### INPUT RECORDS
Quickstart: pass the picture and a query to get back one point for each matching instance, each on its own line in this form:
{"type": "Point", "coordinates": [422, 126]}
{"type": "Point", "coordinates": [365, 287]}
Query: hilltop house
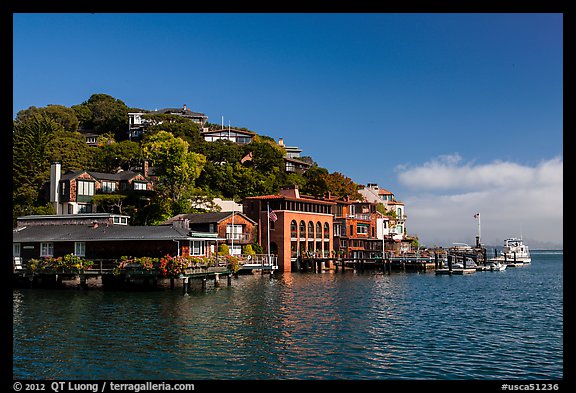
{"type": "Point", "coordinates": [292, 162]}
{"type": "Point", "coordinates": [138, 123]}
{"type": "Point", "coordinates": [241, 137]}
{"type": "Point", "coordinates": [373, 193]}
{"type": "Point", "coordinates": [73, 191]}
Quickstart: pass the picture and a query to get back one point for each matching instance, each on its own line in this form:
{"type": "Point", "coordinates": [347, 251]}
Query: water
{"type": "Point", "coordinates": [303, 326]}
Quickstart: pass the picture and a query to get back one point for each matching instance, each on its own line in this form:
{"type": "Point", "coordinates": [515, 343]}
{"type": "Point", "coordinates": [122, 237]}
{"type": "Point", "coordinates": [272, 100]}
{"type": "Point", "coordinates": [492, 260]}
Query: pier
{"type": "Point", "coordinates": [105, 274]}
{"type": "Point", "coordinates": [405, 262]}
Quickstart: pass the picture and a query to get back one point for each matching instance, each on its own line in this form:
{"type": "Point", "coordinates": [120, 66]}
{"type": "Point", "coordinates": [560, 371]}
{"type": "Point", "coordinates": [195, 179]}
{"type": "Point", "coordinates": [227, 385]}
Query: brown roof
{"type": "Point", "coordinates": [301, 199]}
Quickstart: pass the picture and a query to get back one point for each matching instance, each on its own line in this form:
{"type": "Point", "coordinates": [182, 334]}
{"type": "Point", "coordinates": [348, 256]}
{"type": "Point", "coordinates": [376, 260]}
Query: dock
{"type": "Point", "coordinates": [105, 274]}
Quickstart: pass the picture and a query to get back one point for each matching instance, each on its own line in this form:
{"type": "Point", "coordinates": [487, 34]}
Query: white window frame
{"type": "Point", "coordinates": [108, 186]}
{"type": "Point", "coordinates": [197, 247]}
{"type": "Point", "coordinates": [80, 249]}
{"type": "Point", "coordinates": [16, 249]}
{"type": "Point", "coordinates": [139, 186]}
{"type": "Point", "coordinates": [85, 187]}
{"type": "Point", "coordinates": [46, 249]}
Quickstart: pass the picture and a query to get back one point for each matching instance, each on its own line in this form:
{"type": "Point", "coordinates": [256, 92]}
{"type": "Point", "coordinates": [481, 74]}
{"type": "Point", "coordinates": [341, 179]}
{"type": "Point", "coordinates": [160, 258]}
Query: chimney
{"type": "Point", "coordinates": [55, 175]}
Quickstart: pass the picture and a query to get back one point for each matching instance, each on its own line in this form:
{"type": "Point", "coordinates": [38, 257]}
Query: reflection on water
{"type": "Point", "coordinates": [302, 326]}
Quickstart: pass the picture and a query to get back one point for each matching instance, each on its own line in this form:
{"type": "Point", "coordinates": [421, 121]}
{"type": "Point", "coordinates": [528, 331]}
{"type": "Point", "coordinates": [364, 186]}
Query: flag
{"type": "Point", "coordinates": [271, 215]}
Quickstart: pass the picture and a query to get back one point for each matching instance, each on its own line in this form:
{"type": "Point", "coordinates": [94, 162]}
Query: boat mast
{"type": "Point", "coordinates": [477, 215]}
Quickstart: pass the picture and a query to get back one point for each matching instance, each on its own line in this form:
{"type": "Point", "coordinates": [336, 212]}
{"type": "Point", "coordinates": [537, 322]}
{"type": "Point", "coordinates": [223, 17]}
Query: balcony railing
{"type": "Point", "coordinates": [360, 216]}
{"type": "Point", "coordinates": [241, 237]}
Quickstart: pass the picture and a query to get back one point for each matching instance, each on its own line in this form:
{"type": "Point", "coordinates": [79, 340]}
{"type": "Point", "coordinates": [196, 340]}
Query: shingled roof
{"type": "Point", "coordinates": [205, 218]}
{"type": "Point", "coordinates": [86, 233]}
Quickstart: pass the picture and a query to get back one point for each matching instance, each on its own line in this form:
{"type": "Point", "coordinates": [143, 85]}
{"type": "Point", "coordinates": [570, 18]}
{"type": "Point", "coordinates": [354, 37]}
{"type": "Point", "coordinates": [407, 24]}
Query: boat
{"type": "Point", "coordinates": [514, 253]}
{"type": "Point", "coordinates": [496, 266]}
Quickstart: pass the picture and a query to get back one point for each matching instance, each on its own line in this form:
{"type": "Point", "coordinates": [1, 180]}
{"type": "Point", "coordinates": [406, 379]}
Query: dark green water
{"type": "Point", "coordinates": [371, 325]}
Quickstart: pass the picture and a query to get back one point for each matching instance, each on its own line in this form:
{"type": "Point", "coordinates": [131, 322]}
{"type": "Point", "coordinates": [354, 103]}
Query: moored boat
{"type": "Point", "coordinates": [514, 253]}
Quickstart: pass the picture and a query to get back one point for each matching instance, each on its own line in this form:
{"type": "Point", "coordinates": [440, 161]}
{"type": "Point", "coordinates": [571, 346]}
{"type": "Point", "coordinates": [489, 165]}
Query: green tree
{"type": "Point", "coordinates": [179, 126]}
{"type": "Point", "coordinates": [316, 181]}
{"type": "Point", "coordinates": [105, 114]}
{"type": "Point", "coordinates": [341, 186]}
{"type": "Point", "coordinates": [31, 160]}
{"type": "Point", "coordinates": [123, 154]}
{"type": "Point", "coordinates": [176, 168]}
{"type": "Point", "coordinates": [266, 155]}
{"type": "Point", "coordinates": [70, 149]}
{"type": "Point", "coordinates": [62, 115]}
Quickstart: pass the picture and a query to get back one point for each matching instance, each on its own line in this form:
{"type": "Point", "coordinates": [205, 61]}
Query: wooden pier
{"type": "Point", "coordinates": [103, 275]}
{"type": "Point", "coordinates": [410, 262]}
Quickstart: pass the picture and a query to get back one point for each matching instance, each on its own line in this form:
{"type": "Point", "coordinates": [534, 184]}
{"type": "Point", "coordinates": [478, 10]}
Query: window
{"type": "Point", "coordinates": [46, 249]}
{"type": "Point", "coordinates": [84, 208]}
{"type": "Point", "coordinates": [293, 229]}
{"type": "Point", "coordinates": [138, 186]}
{"type": "Point", "coordinates": [85, 187]}
{"type": "Point", "coordinates": [80, 249]}
{"type": "Point", "coordinates": [233, 232]}
{"type": "Point", "coordinates": [337, 230]}
{"type": "Point", "coordinates": [197, 247]}
{"type": "Point", "coordinates": [302, 229]}
{"type": "Point", "coordinates": [108, 187]}
{"type": "Point", "coordinates": [16, 249]}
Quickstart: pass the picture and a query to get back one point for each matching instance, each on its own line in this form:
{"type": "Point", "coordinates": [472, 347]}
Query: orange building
{"type": "Point", "coordinates": [303, 225]}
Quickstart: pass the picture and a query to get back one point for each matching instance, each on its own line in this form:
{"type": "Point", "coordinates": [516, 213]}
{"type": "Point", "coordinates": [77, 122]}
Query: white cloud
{"type": "Point", "coordinates": [513, 200]}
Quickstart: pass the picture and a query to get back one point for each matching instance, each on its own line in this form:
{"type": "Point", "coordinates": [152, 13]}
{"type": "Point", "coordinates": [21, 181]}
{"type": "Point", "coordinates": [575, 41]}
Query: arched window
{"type": "Point", "coordinates": [293, 229]}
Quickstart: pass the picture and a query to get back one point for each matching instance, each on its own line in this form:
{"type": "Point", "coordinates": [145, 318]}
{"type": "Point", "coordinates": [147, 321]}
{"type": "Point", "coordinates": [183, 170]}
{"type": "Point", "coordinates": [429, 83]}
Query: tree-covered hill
{"type": "Point", "coordinates": [189, 171]}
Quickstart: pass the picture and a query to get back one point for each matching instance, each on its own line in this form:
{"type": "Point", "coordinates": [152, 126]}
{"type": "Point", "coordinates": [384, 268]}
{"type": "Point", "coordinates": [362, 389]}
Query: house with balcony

### PROBLEM TO SOLVE
Set the listing down in full and exactly. Pictures within it should not appear in the copy.

### WRITTEN RESPONSE
Quickstart: pass the picture and a query to get back one point for each matching instance, each on its own line in this form:
{"type": "Point", "coordinates": [422, 126]}
{"type": "Point", "coordinates": [365, 287]}
Query: hilltop house
{"type": "Point", "coordinates": [292, 162]}
{"type": "Point", "coordinates": [138, 123]}
{"type": "Point", "coordinates": [241, 137]}
{"type": "Point", "coordinates": [373, 193]}
{"type": "Point", "coordinates": [73, 191]}
Quickstart: pass the picture and a query to get back one point for each matching instance, each on its own line in this form:
{"type": "Point", "coordinates": [347, 251]}
Query: water
{"type": "Point", "coordinates": [303, 326]}
Quickstart: pass the picture and a query to get back one point for each matching instance, each on its own line in this form:
{"type": "Point", "coordinates": [515, 343]}
{"type": "Point", "coordinates": [122, 237]}
{"type": "Point", "coordinates": [272, 100]}
{"type": "Point", "coordinates": [492, 260]}
Query: pier
{"type": "Point", "coordinates": [105, 274]}
{"type": "Point", "coordinates": [405, 262]}
Quickstart: pass the picture and a query to get back one point for each matching instance, each on its own line in this form:
{"type": "Point", "coordinates": [120, 66]}
{"type": "Point", "coordinates": [560, 371]}
{"type": "Point", "coordinates": [195, 179]}
{"type": "Point", "coordinates": [227, 385]}
Query: brown roof
{"type": "Point", "coordinates": [301, 199]}
Quickstart: pass the picture and a query to get back one point for each matching instance, each on its own line in this form:
{"type": "Point", "coordinates": [182, 334]}
{"type": "Point", "coordinates": [348, 256]}
{"type": "Point", "coordinates": [376, 260]}
Query: dock
{"type": "Point", "coordinates": [105, 274]}
Quickstart: pass the picture and a query to get back one point for each matching instance, each on its own line in this form:
{"type": "Point", "coordinates": [487, 34]}
Query: white window frame
{"type": "Point", "coordinates": [108, 186]}
{"type": "Point", "coordinates": [197, 247]}
{"type": "Point", "coordinates": [80, 249]}
{"type": "Point", "coordinates": [16, 249]}
{"type": "Point", "coordinates": [139, 186]}
{"type": "Point", "coordinates": [85, 187]}
{"type": "Point", "coordinates": [46, 249]}
Quickstart: pass the picture and a query to get back one point for each matching instance, each on its own line in this form:
{"type": "Point", "coordinates": [256, 92]}
{"type": "Point", "coordinates": [481, 74]}
{"type": "Point", "coordinates": [341, 179]}
{"type": "Point", "coordinates": [160, 258]}
Query: chimney
{"type": "Point", "coordinates": [55, 175]}
Quickstart: pass the picture and a query to get back one point for each matching instance, each on its own line in this form:
{"type": "Point", "coordinates": [38, 257]}
Query: reflection on water
{"type": "Point", "coordinates": [302, 326]}
Quickstart: pass the picture and a query to get back one point for each matching instance, each on its own line in this form:
{"type": "Point", "coordinates": [421, 121]}
{"type": "Point", "coordinates": [528, 331]}
{"type": "Point", "coordinates": [364, 186]}
Query: flag
{"type": "Point", "coordinates": [271, 215]}
Quickstart: pass the picture and a query to get back one point for each matching instance, each on its own line in this form:
{"type": "Point", "coordinates": [94, 162]}
Query: boat mast
{"type": "Point", "coordinates": [477, 215]}
Quickstart: pass the picture and a query to get back one point for each matching instance, each on its own line in this form:
{"type": "Point", "coordinates": [336, 212]}
{"type": "Point", "coordinates": [537, 322]}
{"type": "Point", "coordinates": [223, 17]}
Query: balcony railing
{"type": "Point", "coordinates": [360, 216]}
{"type": "Point", "coordinates": [241, 237]}
Quickstart: pass the picture and a query to get back one point for each matching instance, each on its own line in this form:
{"type": "Point", "coordinates": [79, 340]}
{"type": "Point", "coordinates": [196, 340]}
Query: shingled roof
{"type": "Point", "coordinates": [205, 218]}
{"type": "Point", "coordinates": [86, 233]}
Quickstart: pass the picture and a query to get back one point for each matching instance, each on its own line in this form:
{"type": "Point", "coordinates": [143, 85]}
{"type": "Point", "coordinates": [570, 18]}
{"type": "Point", "coordinates": [354, 37]}
{"type": "Point", "coordinates": [407, 24]}
Query: boat
{"type": "Point", "coordinates": [514, 253]}
{"type": "Point", "coordinates": [496, 266]}
Quickstart: pass the picture and a query to get back one point for each matching instance, each on its own line in this form:
{"type": "Point", "coordinates": [1, 180]}
{"type": "Point", "coordinates": [406, 379]}
Query: dark green water
{"type": "Point", "coordinates": [371, 325]}
Quickstart: pass the picture and a query to get back one point for each matching instance, each on its own line in this form:
{"type": "Point", "coordinates": [131, 322]}
{"type": "Point", "coordinates": [354, 103]}
Query: moored boat
{"type": "Point", "coordinates": [514, 253]}
Quickstart: pass the picture and a query to get back one point for each matching instance, each on its own line in this form:
{"type": "Point", "coordinates": [440, 161]}
{"type": "Point", "coordinates": [571, 346]}
{"type": "Point", "coordinates": [489, 165]}
Query: green tree
{"type": "Point", "coordinates": [179, 126]}
{"type": "Point", "coordinates": [316, 181]}
{"type": "Point", "coordinates": [105, 114]}
{"type": "Point", "coordinates": [341, 186]}
{"type": "Point", "coordinates": [31, 160]}
{"type": "Point", "coordinates": [123, 154]}
{"type": "Point", "coordinates": [176, 168]}
{"type": "Point", "coordinates": [266, 155]}
{"type": "Point", "coordinates": [70, 149]}
{"type": "Point", "coordinates": [62, 115]}
Quickstart: pass the picture and a query to get back one point for each matching instance, each on its own line in this form:
{"type": "Point", "coordinates": [205, 61]}
Query: wooden pier
{"type": "Point", "coordinates": [103, 275]}
{"type": "Point", "coordinates": [410, 262]}
Quickstart: pass the picture and a query to get back one point for each matching instance, each on its own line in this form:
{"type": "Point", "coordinates": [534, 184]}
{"type": "Point", "coordinates": [478, 10]}
Query: window
{"type": "Point", "coordinates": [46, 249]}
{"type": "Point", "coordinates": [84, 208]}
{"type": "Point", "coordinates": [293, 229]}
{"type": "Point", "coordinates": [138, 186]}
{"type": "Point", "coordinates": [85, 187]}
{"type": "Point", "coordinates": [80, 249]}
{"type": "Point", "coordinates": [233, 232]}
{"type": "Point", "coordinates": [337, 230]}
{"type": "Point", "coordinates": [197, 247]}
{"type": "Point", "coordinates": [302, 229]}
{"type": "Point", "coordinates": [108, 187]}
{"type": "Point", "coordinates": [16, 249]}
Quickstart: pass the picture and a query to get back one point for each matching instance, each on its own line in this form:
{"type": "Point", "coordinates": [472, 347]}
Query: orange building
{"type": "Point", "coordinates": [303, 225]}
Quickstart: pass the picture and a query to get back one point for each matching instance, each on its own line in this form:
{"type": "Point", "coordinates": [516, 213]}
{"type": "Point", "coordinates": [77, 122]}
Query: white cloud
{"type": "Point", "coordinates": [513, 200]}
Quickstart: pass the picture and a query to get back one point for each matching instance, each on its own line in this form:
{"type": "Point", "coordinates": [152, 13]}
{"type": "Point", "coordinates": [21, 181]}
{"type": "Point", "coordinates": [575, 41]}
Query: arched window
{"type": "Point", "coordinates": [293, 229]}
Quickstart: pass the picture and a query to get back one point for each matching instance, each on its own line in this form:
{"type": "Point", "coordinates": [145, 318]}
{"type": "Point", "coordinates": [147, 321]}
{"type": "Point", "coordinates": [183, 170]}
{"type": "Point", "coordinates": [429, 83]}
Query: tree-covered hill
{"type": "Point", "coordinates": [189, 171]}
Quickstart: pass the picture and a query to get back one point for each matching instance, each on its own line in this form:
{"type": "Point", "coordinates": [152, 126]}
{"type": "Point", "coordinates": [384, 268]}
{"type": "Point", "coordinates": [362, 389]}
Query: house with balcony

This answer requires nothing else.